> _EXCERPT PROVIDED_
Meaning, that if my senses can’t perceive it, then it is not real so the
only thing I can know for sure is that I exist.
This
type of distorted Aristotelian rason led to an extreme empiricism (if you can’t perceive
it via your senses it is not real) that had great hopes of optimism (logical
positivism). That optimism was dashed in the blood bath of the American Civil
War, trenches of WWI where reason created weapons of horrible suffering. In WWII reason also created the bomb and more
catastrophic destruction. Nazism was the
last great social experiment in a pure scientific, logical society (the weak extinguished for
the sake of the race). The passions and morality of humanity could not be factored because they are unseen and thus not real.
The despondency after
these events didn’t lead to a more healthy rationalism, but rationalism being
abandoned totally.

> _PROBLEM STATEMENT_
In the passage on empiricism and rationalism, why could the passions and morality of humanity not be factored into a pure scientific, logical society? Answer in one to three sentences. The rows that follow come from a separate source.

> _DATA UNDER STUDY_
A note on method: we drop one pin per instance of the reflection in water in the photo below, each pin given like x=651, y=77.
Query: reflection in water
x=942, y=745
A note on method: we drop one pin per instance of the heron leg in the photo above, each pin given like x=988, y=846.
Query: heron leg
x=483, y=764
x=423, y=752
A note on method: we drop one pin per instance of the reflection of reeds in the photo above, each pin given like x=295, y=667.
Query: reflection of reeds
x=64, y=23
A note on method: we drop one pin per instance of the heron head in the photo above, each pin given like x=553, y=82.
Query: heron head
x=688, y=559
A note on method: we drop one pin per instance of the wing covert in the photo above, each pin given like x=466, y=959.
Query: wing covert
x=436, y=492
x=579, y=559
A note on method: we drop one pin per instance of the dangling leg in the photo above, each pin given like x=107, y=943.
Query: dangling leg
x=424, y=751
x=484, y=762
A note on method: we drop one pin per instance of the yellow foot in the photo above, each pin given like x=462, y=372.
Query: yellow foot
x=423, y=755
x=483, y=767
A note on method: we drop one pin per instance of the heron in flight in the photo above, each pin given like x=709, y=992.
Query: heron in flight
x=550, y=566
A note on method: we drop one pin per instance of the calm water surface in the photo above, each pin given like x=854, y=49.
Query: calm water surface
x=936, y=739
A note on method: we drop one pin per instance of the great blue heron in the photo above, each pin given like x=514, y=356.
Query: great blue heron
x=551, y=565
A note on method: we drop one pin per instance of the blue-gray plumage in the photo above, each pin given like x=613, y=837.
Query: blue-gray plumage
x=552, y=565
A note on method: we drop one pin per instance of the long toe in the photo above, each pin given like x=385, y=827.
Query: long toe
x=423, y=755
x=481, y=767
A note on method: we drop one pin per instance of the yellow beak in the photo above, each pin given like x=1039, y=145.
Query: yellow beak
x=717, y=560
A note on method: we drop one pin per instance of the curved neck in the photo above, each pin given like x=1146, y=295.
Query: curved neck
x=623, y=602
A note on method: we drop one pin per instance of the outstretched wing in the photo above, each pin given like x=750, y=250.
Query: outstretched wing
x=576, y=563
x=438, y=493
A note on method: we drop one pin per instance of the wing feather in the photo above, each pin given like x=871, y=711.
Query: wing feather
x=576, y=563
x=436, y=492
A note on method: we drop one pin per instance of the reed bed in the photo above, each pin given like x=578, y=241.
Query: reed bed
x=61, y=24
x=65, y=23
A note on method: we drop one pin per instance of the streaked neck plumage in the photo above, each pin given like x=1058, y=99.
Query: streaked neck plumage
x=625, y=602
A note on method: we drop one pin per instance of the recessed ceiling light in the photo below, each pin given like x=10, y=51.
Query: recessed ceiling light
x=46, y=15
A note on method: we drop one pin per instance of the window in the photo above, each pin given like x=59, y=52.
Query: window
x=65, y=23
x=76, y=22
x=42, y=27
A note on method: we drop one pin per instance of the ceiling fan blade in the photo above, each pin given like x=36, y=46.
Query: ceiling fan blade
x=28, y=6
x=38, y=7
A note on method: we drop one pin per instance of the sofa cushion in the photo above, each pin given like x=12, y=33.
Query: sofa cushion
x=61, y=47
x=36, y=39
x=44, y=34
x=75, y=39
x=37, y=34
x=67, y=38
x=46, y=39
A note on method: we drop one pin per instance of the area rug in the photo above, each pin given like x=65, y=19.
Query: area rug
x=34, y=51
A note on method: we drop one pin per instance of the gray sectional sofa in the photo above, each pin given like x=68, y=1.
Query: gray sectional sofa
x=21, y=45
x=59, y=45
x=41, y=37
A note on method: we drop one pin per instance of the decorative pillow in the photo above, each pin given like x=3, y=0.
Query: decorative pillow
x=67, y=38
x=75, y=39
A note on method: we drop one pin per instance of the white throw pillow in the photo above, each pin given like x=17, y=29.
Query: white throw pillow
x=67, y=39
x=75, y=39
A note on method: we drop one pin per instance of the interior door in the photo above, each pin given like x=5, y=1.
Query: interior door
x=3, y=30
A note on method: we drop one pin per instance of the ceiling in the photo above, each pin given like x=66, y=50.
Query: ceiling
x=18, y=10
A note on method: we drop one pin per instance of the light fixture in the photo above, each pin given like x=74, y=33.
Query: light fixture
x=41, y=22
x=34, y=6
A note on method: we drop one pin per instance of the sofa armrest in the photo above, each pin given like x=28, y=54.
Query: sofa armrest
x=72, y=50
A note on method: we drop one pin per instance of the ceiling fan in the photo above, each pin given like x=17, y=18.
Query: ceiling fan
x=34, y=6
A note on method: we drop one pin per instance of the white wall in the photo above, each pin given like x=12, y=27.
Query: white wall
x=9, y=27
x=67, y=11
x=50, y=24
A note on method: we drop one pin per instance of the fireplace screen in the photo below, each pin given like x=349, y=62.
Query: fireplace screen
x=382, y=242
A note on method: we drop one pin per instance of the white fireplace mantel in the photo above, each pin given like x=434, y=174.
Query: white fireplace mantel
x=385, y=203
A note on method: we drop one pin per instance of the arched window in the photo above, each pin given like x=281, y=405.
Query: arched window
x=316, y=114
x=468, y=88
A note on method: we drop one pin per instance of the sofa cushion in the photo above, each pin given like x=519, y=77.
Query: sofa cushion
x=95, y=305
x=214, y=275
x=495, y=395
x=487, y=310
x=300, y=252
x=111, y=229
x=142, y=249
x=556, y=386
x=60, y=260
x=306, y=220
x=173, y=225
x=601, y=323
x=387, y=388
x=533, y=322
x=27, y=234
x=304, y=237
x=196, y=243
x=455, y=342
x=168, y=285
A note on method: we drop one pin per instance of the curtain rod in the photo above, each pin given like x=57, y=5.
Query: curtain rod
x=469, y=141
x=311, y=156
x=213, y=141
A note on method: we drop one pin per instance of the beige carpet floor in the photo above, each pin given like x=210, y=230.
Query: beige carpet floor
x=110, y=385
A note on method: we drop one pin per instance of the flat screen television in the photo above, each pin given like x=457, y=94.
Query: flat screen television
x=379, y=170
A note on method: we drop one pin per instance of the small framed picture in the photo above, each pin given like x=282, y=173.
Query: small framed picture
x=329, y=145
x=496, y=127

> _SOLUTION BELOW_
They could not be factored because they are unseen. Under the extreme empiricism the passage describes, anything that cannot be perceived through the senses is not real.